EXERCISE SET:
(a) Please repeat, word for word, the stretch of the Vermont Symphony Orchestra article from "After a successful" through "live-streamed Jan. 16.)".
(b) Decide whether each statement below agrees with the Vermont Symphony Orchestra article, answering yes or no and quoting the article's deciding words: (i) David Ludwig is the VSO's new music adviser. (ii) "Music for Days Like This" will be performed live. (iii) A chat begins at 7 p.m. before the stream.

(Beginning of PAGE TEXT)

After a successful live-streamed Jukebox, the Vermont Symphony Orchestra will present its second online program, “Music for Days Like This,” prerecorded and streamed Nov. 21. Jukebox is largely for accessibility to newcomers, while this is slightly more “serious.”
“A lot of orchestras are trying to find their place in the middle of COVID-19 — because there is no substitute for live performance. There just isn’t,” explains David Ludwig, composer and the VSO’s new music adviser who is hosting.
“So what can we do to still bring music to people in different ways? This is one of them — while we try to find a way to perform live as well.”
The VSO will stream “Music for Days Like This” online at 7:30 p.m. (chat at 7 p.m.) Saturdays Nov. 21 and Dec. 19. (A second Jukebox will be live-streamed Jan. 16.)

(End of PAGE TEXT)
(Beginning of DATA LISTING)

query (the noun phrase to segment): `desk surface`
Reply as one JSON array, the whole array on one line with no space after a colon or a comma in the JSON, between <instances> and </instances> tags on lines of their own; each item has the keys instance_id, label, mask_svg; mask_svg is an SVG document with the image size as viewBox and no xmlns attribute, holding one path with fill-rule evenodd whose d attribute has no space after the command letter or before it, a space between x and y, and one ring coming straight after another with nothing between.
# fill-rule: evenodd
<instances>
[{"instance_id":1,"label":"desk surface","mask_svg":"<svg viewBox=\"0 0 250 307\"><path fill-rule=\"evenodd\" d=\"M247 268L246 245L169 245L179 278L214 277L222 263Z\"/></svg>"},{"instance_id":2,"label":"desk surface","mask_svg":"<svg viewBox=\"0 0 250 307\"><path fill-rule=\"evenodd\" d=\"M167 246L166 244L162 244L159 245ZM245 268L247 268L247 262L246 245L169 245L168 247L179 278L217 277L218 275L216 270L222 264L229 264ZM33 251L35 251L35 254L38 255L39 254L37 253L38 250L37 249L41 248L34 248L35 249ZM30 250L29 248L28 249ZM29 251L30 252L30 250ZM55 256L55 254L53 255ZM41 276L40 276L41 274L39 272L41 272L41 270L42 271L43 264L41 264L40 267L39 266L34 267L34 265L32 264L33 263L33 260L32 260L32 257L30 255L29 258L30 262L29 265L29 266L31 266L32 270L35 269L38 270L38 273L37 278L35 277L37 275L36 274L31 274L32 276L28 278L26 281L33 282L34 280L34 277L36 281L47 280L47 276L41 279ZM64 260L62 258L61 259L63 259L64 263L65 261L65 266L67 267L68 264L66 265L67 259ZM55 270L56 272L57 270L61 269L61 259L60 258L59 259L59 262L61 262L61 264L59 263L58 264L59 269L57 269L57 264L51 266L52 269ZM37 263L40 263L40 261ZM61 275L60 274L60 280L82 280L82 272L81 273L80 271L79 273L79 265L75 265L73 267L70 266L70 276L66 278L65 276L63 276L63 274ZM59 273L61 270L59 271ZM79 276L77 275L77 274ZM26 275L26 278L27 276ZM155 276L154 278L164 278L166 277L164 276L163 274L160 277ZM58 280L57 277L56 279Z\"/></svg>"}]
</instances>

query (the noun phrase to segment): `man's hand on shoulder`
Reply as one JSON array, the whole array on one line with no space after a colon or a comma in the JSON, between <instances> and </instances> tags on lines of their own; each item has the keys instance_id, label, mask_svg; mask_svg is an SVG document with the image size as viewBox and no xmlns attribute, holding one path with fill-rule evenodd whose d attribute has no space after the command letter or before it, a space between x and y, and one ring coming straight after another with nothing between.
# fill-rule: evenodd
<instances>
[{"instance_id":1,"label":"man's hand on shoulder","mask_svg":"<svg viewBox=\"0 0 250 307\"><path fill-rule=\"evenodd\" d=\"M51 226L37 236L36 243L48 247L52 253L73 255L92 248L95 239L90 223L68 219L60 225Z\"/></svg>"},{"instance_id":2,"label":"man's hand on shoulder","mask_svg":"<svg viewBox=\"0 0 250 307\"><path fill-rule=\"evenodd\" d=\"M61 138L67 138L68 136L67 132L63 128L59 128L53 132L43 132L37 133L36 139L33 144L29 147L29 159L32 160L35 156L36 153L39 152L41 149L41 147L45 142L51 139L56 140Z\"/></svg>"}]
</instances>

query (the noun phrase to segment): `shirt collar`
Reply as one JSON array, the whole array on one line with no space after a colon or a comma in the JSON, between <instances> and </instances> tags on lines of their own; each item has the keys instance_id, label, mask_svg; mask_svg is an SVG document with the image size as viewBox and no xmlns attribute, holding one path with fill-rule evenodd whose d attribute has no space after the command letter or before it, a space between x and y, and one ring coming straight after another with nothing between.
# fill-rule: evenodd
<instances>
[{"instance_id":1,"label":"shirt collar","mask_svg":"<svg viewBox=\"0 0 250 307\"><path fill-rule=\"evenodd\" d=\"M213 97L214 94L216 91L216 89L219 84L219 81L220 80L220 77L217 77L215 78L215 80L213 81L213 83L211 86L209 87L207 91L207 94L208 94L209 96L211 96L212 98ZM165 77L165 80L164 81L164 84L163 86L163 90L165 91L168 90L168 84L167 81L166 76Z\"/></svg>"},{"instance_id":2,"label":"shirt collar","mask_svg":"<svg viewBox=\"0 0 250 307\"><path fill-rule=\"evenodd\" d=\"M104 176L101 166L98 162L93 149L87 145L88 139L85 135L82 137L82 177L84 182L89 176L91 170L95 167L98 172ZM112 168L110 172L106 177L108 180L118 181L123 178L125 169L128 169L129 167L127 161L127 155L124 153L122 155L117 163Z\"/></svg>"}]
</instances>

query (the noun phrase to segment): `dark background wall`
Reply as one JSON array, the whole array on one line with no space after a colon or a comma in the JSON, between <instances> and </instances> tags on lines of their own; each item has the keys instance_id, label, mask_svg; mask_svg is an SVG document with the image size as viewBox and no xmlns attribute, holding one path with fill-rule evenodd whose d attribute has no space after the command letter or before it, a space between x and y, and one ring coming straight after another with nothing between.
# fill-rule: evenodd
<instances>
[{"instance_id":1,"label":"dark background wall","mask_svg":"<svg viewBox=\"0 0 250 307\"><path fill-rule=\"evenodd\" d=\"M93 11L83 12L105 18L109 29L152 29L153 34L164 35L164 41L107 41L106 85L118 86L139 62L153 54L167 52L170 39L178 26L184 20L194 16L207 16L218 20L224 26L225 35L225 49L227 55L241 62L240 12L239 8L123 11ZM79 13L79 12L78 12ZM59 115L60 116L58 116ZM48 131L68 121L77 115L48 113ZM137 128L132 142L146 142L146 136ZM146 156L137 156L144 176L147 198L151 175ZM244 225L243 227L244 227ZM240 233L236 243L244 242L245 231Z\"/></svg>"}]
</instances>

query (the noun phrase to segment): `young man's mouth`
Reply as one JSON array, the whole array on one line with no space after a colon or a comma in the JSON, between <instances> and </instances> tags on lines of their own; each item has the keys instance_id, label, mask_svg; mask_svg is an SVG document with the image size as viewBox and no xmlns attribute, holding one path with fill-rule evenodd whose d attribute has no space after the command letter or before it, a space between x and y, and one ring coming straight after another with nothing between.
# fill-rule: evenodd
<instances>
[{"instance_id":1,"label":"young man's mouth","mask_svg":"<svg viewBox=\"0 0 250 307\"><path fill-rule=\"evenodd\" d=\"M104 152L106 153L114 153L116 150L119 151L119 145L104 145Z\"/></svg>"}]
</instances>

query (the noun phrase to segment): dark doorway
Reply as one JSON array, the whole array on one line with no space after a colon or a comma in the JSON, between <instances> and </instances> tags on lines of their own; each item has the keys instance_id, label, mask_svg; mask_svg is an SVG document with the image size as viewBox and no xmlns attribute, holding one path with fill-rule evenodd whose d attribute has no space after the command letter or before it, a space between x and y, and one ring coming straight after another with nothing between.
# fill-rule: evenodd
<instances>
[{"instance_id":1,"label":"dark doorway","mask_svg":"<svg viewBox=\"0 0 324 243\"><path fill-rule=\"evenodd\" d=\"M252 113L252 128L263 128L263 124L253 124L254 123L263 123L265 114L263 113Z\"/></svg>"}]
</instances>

(End of DATA LISTING)

SOLUTIONS:
(a)
After a successful live-streamed Jukebox, the Vermont Symphony Orchestra will present its second online program, “Music for Days Like This,” prerecorded and streamed Nov. 21. Jukebox is largely for accessibility to newcomers, while this is slightly more “serious.”
“A lot of orchestras are trying to find their place in the middle of COVID-19 — because there is no substitute for live performance. There just isn’t,” explains David Ludwig, composer and the VSO’s new music adviser who is hosting.
“So what can we do to still bring music to people in different ways? This is one of them — while we try to find a way to perform live as well.”
The VSO will stream “Music for Days Like This” online at 7:30 p.m. (chat at 7 p.m.) Saturdays Nov. 21 and Dec. 19. (A second Jukebox will be live-streamed Jan. 16.)

(b)
(i) Yes: "David Ludwig, composer and the VSO’s new music adviser who is hosting"
(ii) No: "prerecorded and streamed Nov. 21"
(iii) Yes: "(chat at 7 p.m.)"